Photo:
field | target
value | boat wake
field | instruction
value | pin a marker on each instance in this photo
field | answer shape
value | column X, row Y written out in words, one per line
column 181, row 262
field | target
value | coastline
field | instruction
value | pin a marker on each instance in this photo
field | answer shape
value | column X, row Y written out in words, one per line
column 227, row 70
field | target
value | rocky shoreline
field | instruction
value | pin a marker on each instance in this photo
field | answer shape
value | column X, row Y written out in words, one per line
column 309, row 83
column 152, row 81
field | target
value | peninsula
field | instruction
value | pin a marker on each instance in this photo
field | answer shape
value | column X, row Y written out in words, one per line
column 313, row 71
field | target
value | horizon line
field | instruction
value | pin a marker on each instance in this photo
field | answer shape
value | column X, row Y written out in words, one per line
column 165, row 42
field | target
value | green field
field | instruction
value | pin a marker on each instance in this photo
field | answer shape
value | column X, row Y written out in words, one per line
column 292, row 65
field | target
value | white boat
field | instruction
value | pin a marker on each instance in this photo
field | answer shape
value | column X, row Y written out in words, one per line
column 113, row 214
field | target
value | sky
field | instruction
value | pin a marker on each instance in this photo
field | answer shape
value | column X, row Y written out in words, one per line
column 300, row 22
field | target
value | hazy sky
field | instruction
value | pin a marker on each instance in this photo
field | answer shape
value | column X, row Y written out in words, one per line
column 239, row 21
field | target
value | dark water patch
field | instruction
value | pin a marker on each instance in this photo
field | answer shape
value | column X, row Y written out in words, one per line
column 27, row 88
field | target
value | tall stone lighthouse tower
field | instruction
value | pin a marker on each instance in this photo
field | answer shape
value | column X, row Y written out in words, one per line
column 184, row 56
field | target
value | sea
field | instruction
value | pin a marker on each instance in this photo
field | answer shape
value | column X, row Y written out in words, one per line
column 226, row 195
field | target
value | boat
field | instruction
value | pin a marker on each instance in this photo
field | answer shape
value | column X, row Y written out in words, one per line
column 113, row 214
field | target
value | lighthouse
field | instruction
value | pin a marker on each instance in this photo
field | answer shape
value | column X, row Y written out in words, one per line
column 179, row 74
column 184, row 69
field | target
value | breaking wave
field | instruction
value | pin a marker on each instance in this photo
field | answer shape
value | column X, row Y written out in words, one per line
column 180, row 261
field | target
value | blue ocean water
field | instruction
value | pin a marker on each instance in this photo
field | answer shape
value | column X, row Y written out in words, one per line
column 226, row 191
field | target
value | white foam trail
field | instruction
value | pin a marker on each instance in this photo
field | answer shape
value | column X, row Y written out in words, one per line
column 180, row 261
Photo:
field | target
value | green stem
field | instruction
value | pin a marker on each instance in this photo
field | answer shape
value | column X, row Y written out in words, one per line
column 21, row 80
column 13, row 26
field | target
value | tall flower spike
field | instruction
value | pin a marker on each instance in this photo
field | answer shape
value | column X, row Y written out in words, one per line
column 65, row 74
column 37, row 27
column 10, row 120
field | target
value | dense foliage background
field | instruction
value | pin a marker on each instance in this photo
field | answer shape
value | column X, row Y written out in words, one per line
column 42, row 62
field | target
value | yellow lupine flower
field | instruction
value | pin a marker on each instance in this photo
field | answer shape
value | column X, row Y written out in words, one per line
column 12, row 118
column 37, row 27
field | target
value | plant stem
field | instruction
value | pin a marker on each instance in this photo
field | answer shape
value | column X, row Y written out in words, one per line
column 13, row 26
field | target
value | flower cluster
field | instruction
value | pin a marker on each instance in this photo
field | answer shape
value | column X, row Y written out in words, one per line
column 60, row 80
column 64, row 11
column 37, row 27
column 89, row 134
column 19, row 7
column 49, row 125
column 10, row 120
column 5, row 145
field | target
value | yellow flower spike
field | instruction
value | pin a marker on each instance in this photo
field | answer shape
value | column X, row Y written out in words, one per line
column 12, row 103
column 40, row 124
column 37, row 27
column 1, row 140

※

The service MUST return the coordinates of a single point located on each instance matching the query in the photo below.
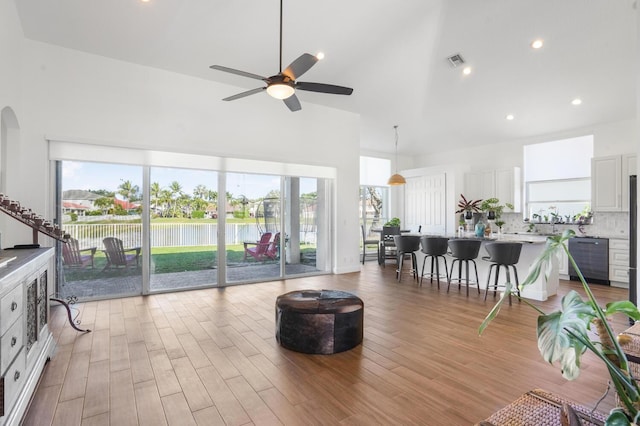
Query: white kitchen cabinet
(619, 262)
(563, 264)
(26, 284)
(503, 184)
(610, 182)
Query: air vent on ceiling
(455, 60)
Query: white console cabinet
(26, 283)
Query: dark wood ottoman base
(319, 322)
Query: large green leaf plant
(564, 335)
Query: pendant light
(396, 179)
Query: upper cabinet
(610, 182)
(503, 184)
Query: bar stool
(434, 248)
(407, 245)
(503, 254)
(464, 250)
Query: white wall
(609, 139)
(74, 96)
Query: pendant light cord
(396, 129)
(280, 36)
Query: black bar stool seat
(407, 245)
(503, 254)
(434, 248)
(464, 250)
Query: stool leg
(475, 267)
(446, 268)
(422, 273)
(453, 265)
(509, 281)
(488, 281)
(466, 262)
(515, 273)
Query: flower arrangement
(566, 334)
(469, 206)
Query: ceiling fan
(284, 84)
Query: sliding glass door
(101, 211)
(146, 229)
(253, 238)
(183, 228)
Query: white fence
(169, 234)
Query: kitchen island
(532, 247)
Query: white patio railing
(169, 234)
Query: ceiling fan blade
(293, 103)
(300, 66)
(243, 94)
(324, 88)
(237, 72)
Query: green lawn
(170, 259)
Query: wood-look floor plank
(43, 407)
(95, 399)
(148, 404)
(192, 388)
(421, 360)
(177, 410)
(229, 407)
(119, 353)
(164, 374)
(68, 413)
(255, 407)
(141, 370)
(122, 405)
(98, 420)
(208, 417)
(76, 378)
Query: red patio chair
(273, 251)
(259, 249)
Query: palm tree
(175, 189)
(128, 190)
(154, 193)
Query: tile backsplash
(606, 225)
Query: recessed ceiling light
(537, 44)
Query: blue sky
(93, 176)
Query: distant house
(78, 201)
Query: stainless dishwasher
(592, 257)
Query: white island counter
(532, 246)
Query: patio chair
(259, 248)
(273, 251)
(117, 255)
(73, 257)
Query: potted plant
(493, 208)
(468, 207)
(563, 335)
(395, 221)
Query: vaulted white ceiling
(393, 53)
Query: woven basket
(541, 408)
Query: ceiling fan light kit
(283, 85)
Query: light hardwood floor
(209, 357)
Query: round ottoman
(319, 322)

※

EXERCISE GOAL: Which of the lines in the data contain the string "lighthouse"? Return each one.

ANSWER AREA:
value | tall stone lighthouse tower
value | lighthouse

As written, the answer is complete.